■ **Task instructions**
Show each line of the entries below that contains the word "green".

■ **Data for the task**
○ ○ ○

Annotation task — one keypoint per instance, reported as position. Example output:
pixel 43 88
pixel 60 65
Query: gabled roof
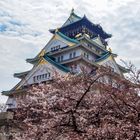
pixel 123 69
pixel 58 65
pixel 84 22
pixel 103 57
pixel 21 74
pixel 46 58
pixel 72 18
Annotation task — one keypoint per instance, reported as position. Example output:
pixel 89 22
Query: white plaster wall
pixel 54 43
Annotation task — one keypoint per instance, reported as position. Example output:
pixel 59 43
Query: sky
pixel 24 26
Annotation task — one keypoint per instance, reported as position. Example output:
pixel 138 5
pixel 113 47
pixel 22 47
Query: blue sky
pixel 24 29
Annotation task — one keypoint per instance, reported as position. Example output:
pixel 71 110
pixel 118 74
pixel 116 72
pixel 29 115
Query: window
pixel 62 58
pixel 41 77
pixel 58 59
pixel 55 48
pixel 70 55
pixel 74 54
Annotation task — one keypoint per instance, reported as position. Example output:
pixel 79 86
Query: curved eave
pixel 72 18
pixel 59 66
pixel 91 41
pixel 123 69
pixel 97 29
pixel 12 92
pixel 21 75
pixel 67 38
pixel 32 60
pixel 103 57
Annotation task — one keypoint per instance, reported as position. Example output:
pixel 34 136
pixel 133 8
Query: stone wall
pixel 5 118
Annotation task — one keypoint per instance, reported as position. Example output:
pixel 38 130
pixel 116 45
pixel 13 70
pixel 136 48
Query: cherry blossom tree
pixel 83 106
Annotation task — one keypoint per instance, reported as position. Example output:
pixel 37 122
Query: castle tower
pixel 77 43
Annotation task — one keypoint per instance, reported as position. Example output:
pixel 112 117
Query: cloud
pixel 24 29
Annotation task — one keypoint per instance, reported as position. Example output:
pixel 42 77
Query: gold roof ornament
pixel 110 50
pixel 72 10
pixel 56 30
pixel 42 53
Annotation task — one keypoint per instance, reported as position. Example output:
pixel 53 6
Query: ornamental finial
pixel 72 10
pixel 110 50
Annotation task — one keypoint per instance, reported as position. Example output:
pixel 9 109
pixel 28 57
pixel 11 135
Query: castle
pixel 77 43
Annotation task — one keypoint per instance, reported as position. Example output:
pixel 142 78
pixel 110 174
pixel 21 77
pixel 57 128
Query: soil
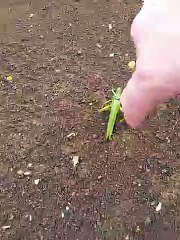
pixel 64 59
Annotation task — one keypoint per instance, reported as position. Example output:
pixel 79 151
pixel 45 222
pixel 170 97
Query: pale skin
pixel 156 34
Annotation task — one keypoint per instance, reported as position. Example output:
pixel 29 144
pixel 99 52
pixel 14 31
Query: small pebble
pixel 20 172
pixel 159 206
pixel 31 15
pixel 147 221
pixel 98 45
pixel 30 218
pixel 67 208
pixel 75 160
pixel 36 181
pixel 29 164
pixel 131 65
pixel 110 26
pixel 28 173
pixel 6 227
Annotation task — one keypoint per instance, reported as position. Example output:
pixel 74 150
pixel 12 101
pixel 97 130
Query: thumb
pixel 142 94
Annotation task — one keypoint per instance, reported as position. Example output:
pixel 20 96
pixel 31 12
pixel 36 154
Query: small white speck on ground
pixel 67 208
pixel 29 164
pixel 6 227
pixel 110 26
pixel 20 172
pixel 36 181
pixel 111 55
pixel 31 15
pixel 75 161
pixel 28 173
pixel 159 206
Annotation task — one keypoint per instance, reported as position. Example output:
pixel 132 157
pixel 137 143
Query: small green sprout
pixel 114 106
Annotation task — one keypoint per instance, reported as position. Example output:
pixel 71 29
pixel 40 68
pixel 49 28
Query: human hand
pixel 156 34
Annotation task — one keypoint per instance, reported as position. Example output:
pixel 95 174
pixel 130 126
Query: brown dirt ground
pixel 57 52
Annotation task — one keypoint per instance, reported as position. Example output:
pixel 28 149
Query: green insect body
pixel 114 107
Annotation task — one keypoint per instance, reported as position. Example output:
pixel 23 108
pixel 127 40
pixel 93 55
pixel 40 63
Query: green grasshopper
pixel 114 107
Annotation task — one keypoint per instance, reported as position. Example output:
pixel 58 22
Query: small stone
pixel 75 160
pixel 20 172
pixel 110 26
pixel 28 173
pixel 126 237
pixel 6 227
pixel 111 55
pixel 148 221
pixel 29 164
pixel 31 15
pixel 131 65
pixel 159 206
pixel 98 45
pixel 79 52
pixel 36 181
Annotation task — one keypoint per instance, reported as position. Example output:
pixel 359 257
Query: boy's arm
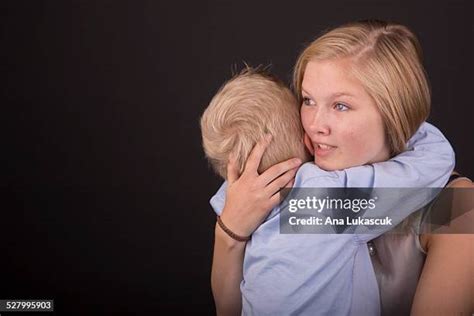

○ ○ ○

■ **Output for this exercise**
Query: small green sprout
Query: green insect body
Query: green grasshopper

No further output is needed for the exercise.